## Written instruction a
In the Mount Angeles essay below, copy the passage from "He looked at" to "for a while.", switching "breeze" to "wind".

## Extract provided
=-=-=
The Flower That Doesn’t Know About Politics
A Conversation on Mount Angeles
He was stopped in the middle of the scree field, about two hundred feet below Mount Angeles, breathing hard. Trekking poles, gaiters, a hydration pack with a hose clipped to his sternum strap, a hat with a sun flap, sunglasses that probably cost more than my pickup. He looked like REI had sponsored him. I came up the slope in running shoes and a t-shirt with flannel, water bottle shoved in my pocket.
He was exactly where you don’t want to be on scree: dead center, where the rocks have no purchase on each other, where each step sinks and slides and costs twice what it gives. I angled past him on the edge of the field where the slope meets the solid rock wall, where the footing is locked in and you just walk the rock stairs.
“How are you doing that?” he called.
“Walk the edge,” I said. “The middle is the hard way.”
He looked at me like I’d said something either obvious or profound. Maybe both.
He caught up to me at the top. The day was one of those May gifts this peninsula hands you sometimes; clear all the way to Victoria across the Strait, the whole white line of Olympic peaks stacked south like frozen waves to the south, a breeze just strong enough to keep the air alive. Oh, and the lovely Little River with her silent hum hidden below. We sat on separate rocks and didn’t say anything for a while.
Then he gestured at the panorama and said something about how it must be nice to live here, being surrounded by all this, and how the world was going to hell, and wasn’t it hard to stay sane.
I knew what he meant. You can feel it even up here, the grinding hum of something in the background of everything. Algorithms and outrage and the sense that someone far away is trying to manage your mind.
=-=-=
[Part of a data file]
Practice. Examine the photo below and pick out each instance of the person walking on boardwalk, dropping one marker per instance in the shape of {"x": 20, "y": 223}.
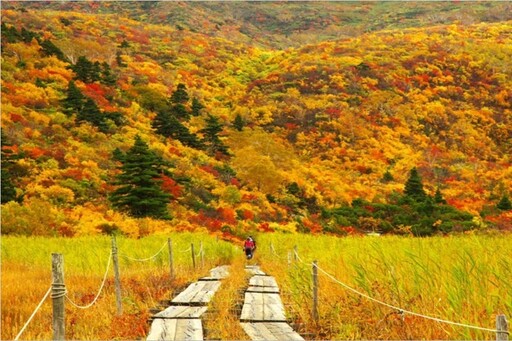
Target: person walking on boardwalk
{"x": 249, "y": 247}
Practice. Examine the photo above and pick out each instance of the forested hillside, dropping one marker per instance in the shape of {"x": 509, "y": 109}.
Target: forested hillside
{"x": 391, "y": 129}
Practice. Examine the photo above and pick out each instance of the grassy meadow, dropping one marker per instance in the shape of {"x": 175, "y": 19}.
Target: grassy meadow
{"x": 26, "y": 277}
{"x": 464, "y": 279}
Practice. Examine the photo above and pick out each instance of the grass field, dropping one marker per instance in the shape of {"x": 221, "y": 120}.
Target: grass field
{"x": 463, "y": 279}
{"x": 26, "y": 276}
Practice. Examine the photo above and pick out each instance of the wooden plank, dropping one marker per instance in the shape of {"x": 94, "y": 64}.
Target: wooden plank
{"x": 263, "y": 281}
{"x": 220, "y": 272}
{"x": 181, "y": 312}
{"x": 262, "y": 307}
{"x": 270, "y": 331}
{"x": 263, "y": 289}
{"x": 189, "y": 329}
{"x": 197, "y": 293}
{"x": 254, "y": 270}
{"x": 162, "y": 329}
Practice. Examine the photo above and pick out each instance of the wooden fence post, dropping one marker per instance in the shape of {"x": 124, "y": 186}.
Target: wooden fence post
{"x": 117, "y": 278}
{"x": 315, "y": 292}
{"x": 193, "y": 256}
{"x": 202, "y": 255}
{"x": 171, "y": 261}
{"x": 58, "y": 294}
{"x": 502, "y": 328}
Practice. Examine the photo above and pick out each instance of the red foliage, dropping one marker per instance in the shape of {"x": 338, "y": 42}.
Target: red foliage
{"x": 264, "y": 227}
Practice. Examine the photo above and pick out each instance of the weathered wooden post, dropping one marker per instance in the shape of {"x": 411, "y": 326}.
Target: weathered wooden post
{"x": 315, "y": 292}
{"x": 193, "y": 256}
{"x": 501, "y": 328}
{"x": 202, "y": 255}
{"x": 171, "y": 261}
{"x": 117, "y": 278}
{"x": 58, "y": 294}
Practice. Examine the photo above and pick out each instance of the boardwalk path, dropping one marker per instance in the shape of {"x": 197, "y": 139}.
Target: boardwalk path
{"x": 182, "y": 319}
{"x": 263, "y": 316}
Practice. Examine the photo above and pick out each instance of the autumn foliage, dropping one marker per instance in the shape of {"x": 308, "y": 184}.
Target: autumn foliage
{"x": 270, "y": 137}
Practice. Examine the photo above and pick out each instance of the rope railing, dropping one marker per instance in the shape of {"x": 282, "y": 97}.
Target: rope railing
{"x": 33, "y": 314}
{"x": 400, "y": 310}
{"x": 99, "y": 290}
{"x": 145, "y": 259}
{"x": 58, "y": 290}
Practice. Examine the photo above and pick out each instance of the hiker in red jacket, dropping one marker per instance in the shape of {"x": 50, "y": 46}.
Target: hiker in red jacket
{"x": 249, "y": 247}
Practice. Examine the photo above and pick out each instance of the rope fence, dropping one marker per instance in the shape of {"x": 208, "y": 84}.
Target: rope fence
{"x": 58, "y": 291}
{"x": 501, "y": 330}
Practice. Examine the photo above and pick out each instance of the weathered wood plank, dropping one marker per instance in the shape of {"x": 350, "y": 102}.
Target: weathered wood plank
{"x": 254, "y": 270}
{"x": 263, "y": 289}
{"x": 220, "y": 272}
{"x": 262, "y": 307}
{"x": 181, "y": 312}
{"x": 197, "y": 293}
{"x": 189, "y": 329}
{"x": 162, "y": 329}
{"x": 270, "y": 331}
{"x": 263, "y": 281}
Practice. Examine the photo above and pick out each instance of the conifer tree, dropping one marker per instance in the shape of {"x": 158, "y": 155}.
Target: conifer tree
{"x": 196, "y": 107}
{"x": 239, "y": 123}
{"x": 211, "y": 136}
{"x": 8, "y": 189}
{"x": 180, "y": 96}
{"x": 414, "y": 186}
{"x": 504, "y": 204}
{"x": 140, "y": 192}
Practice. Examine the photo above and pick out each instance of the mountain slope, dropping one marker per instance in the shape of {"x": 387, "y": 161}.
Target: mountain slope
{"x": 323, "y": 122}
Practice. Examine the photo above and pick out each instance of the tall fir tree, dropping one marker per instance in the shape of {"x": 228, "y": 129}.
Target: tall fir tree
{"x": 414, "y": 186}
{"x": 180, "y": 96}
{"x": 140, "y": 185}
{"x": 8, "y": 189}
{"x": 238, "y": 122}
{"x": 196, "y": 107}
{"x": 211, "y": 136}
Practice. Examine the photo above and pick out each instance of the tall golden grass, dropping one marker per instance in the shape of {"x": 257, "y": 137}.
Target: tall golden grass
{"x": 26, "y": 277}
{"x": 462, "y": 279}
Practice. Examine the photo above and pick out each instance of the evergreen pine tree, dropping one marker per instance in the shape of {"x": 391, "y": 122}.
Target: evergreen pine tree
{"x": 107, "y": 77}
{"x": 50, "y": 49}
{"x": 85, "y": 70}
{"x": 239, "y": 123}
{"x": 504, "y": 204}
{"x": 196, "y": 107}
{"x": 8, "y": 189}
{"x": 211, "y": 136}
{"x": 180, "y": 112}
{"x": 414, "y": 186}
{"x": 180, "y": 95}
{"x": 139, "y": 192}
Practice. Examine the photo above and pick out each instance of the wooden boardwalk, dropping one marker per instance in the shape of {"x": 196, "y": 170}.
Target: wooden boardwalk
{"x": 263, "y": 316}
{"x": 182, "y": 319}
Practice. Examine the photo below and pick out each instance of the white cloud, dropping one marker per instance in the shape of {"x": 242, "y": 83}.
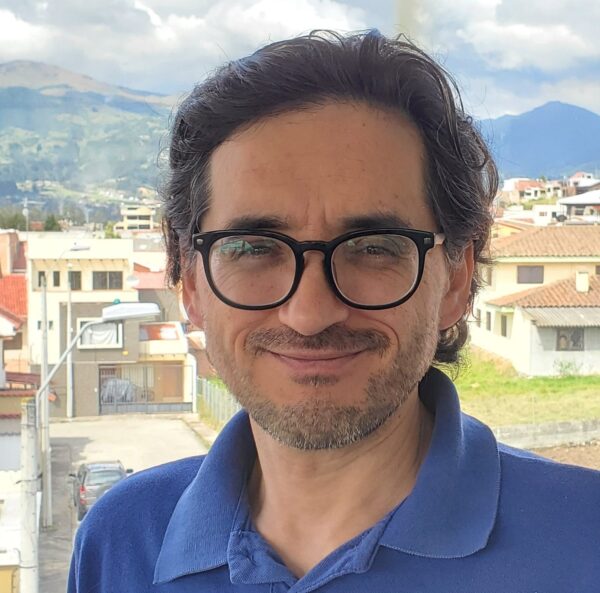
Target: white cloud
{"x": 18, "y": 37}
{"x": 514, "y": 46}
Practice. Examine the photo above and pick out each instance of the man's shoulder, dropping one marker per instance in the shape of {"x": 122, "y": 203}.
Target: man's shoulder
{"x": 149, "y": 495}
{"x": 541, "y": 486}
=-=-=
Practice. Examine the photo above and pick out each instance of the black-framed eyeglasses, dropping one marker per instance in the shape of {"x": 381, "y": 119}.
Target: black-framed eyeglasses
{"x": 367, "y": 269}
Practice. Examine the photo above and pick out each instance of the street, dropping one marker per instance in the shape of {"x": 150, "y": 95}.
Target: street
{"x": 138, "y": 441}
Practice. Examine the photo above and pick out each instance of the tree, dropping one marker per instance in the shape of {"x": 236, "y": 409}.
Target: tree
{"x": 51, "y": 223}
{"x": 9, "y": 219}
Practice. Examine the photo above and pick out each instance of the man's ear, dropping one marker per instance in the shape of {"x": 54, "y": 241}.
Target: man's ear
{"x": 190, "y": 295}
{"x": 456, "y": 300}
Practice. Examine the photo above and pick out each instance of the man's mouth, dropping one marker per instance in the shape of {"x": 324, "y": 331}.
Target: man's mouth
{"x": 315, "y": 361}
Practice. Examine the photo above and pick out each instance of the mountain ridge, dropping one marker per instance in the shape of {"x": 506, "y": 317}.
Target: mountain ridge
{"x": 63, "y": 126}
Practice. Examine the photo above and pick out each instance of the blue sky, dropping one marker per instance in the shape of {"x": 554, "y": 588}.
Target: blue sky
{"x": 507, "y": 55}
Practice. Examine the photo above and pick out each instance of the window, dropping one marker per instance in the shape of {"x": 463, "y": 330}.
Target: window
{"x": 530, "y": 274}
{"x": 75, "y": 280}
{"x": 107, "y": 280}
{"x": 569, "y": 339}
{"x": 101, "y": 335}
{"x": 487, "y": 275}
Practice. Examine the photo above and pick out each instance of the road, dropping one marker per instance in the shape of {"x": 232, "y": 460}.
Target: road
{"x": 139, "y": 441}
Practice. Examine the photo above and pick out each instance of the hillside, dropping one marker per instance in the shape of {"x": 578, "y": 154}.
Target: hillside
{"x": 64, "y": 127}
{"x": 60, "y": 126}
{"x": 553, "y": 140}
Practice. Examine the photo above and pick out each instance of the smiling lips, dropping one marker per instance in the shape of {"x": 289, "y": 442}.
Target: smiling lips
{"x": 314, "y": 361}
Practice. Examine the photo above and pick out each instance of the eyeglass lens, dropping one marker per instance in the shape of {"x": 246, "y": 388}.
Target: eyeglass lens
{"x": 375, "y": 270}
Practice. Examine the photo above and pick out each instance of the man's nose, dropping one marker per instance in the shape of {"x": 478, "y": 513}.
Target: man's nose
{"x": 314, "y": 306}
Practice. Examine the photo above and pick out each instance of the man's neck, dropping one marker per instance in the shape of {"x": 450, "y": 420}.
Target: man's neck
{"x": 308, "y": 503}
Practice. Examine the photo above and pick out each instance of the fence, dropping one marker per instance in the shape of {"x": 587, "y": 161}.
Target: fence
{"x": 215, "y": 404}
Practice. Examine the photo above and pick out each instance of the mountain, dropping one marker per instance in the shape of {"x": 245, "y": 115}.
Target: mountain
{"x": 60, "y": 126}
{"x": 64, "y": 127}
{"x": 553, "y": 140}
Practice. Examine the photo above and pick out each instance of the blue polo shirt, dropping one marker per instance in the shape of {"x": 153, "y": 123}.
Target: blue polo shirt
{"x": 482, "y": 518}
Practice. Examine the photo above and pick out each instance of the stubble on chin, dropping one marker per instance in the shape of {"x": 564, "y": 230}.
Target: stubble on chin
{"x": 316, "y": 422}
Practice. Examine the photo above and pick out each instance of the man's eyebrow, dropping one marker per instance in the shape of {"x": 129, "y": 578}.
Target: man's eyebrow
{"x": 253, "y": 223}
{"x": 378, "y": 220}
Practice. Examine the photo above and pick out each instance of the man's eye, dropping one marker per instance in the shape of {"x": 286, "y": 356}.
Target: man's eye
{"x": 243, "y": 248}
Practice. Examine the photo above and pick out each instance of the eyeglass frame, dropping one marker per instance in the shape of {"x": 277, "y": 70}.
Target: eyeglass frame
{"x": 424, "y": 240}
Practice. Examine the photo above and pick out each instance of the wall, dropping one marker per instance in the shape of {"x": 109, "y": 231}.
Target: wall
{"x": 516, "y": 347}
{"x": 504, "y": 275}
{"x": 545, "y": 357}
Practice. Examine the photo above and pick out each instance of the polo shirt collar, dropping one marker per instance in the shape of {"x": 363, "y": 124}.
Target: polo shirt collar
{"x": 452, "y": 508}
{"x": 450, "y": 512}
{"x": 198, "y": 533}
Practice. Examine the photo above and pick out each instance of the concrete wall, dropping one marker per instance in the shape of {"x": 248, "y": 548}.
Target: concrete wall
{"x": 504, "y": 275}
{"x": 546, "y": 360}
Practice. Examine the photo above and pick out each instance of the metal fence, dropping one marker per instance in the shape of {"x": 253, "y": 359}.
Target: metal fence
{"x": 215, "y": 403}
=-=-=
## Written instruction b
Show each line of the records above that contains the string "lips", treating case as significant.

## Expected output a
He looked at me like I’d said something either obvious or profound. Maybe both.
He caught up to me at the top. The day was one of those May gifts this peninsula hands you sometimes; clear all the way to Victoria across the Strait, the whole white line of Olympic peaks stacked south like frozen waves to the south, a wind just strong enough to keep the air alive. Oh, and the lovely Little River with her silent hum hidden below. We sat on separate rocks and didn’t say anything for a while.

## Expected output b
Practice. Examine the photo above and pick out each instance of the smiling lips, dropping one marker per instance in the shape of {"x": 289, "y": 442}.
Target: smiling lips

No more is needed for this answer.